» **Texto do documento**
• • • •

Terminei
agora a leitura cuidadosa, quase um estudo, de nossa antologia de contos O
Mistério Das Sombras.
A
referida antologia, organizada por Afobório e publicada no último mês de
setembro pela Editora Multifoco, conta com a participação de trinta e cinco
contos de diferentes autores, escritos em homenagem ao famoso escritor
estadunidense Edgar Allan Poe.
Referi-me
a obra no primeiro parágrafo como “nossa antologia de contos”, pois me sinto um
afortunado pelo fato do conto Convalescença, de minha autoria, ter sido um dos
trinta e cinco selecionados para compor a antologia.
Digo
isso porque após a leitura cuidadosa do livro, que recebi pelos Correios
algumas semanas atrás, é patente o esmero com que cada autor se dedicou ao conto,
de modo a compor um conjunto consistente e conteúdo narrativo de primeira
grandeza.
Acabei
por não conseguir cumprir o desafio que eu mesmo me propus quando respondi às
questões enviadas pelo Afobório para a entrevista da antologia: “Escolha o seu
preferido!” – vide a terceira parte desse texto. De fato, como escolher um
conto dentre trinta e cinco histórias tão criativas quanto distintas, cada qual
uma sincera homenagem ao grande mestre do suspense? Impossível.

• • • •

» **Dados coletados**
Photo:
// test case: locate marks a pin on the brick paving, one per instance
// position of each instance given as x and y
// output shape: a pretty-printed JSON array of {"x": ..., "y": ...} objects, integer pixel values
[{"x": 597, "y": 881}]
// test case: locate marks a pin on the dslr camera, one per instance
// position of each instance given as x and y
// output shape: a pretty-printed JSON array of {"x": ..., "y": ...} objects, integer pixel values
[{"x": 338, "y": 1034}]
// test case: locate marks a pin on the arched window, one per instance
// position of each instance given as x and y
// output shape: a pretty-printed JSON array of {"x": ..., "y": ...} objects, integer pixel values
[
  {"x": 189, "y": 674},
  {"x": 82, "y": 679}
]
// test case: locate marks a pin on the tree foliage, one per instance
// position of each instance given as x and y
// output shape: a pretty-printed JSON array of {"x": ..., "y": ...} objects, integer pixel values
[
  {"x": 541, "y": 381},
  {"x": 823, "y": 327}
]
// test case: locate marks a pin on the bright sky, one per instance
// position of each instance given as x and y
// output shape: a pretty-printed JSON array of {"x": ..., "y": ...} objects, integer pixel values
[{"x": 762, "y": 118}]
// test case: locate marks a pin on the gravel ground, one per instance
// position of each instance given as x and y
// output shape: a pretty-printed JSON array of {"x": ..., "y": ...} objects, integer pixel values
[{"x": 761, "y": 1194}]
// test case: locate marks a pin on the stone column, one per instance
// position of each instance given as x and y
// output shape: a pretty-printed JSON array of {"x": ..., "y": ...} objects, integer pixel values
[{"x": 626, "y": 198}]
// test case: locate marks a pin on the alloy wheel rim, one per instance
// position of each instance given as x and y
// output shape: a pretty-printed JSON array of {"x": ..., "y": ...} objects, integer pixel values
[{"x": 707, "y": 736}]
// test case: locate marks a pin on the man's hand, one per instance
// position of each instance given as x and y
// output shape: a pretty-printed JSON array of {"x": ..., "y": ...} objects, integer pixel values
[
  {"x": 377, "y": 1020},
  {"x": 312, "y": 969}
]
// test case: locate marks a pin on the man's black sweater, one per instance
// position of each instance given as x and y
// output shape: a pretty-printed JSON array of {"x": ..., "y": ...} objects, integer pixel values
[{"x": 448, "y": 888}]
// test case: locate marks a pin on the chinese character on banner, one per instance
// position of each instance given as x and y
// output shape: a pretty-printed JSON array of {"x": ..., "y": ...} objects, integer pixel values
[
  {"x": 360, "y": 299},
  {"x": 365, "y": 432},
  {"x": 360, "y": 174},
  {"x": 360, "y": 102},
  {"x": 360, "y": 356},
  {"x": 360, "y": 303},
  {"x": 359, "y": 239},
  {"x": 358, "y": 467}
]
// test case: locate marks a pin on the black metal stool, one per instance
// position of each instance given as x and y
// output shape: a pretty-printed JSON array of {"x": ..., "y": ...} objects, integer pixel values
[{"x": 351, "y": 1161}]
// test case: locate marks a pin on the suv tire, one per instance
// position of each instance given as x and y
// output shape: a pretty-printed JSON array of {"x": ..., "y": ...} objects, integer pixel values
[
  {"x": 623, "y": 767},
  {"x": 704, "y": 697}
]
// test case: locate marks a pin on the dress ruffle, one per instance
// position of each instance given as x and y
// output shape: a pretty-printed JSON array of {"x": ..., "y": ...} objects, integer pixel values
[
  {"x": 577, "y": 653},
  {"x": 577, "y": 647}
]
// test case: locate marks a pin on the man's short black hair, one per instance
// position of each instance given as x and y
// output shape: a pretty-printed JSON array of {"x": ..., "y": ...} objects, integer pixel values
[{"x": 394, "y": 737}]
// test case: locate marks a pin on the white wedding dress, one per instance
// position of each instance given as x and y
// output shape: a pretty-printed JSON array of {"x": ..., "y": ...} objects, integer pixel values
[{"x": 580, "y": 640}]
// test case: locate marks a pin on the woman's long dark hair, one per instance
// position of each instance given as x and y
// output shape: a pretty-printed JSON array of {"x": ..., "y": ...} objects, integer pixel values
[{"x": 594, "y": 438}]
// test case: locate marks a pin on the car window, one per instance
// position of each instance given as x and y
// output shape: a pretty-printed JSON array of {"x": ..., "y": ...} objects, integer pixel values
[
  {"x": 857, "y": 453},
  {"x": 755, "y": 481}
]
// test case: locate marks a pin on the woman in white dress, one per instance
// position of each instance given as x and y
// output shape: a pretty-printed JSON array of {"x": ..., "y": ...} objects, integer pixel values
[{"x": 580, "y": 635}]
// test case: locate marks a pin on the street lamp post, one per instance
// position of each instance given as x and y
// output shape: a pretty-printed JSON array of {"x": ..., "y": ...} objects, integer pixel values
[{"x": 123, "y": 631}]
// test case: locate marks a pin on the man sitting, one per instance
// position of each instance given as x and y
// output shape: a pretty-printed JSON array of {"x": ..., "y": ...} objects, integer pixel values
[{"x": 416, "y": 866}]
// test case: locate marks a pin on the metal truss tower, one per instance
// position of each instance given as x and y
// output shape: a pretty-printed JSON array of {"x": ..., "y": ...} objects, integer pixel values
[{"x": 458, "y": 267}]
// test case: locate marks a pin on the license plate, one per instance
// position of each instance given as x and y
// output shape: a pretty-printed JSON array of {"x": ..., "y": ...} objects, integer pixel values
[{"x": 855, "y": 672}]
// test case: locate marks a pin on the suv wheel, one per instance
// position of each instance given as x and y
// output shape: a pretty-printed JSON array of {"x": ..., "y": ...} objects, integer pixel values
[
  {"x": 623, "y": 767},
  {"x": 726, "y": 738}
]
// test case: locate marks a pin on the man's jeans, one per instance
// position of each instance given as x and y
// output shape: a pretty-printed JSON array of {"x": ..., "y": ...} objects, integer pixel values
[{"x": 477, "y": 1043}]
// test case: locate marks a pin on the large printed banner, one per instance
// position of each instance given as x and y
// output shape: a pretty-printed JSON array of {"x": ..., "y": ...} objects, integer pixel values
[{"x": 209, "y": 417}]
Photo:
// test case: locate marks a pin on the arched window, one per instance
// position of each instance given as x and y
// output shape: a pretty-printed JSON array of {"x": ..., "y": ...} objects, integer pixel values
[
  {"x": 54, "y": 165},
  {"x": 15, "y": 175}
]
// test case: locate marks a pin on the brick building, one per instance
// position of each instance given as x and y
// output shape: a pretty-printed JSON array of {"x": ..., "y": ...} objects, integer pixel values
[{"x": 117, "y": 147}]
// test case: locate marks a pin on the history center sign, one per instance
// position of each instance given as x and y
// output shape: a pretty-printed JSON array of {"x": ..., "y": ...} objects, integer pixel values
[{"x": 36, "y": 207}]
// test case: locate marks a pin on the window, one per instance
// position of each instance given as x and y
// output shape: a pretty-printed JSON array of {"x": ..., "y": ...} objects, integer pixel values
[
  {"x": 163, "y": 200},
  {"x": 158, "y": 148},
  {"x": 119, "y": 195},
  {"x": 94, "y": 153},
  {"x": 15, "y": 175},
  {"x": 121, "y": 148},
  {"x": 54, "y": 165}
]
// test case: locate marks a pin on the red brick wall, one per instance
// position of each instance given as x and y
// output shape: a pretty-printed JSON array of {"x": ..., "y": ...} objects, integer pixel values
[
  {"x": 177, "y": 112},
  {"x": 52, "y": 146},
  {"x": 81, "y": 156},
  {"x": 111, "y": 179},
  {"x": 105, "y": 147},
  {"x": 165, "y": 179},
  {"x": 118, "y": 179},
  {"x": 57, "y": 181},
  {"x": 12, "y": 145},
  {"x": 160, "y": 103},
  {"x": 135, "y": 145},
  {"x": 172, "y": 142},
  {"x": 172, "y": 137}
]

• • • •

» **O que se espera**
Indique se cada afirmação a seguir está de acordo com o texto sobre a antologia O Mistério Das Sombras, respondendo sim ou não e citando literalmente as palavras do texto que decidem a resposta.
1. A antologia foi publicada pela Editora Multifoco.
2. A antologia reúne quarenta contos.
3. Quem escreve o texto recebeu o livro pelos Correios.
Baseie-se somente no texto para responder.

» **Tarefa concluída**
1. Sim: "publicada no último mês de setembro pela Editora Multifoco".
2. Não: "conta com a participação de trinta e cinco contos de diferentes autores".
3. Sim: "que recebi pelos Correios algumas semanas atrás".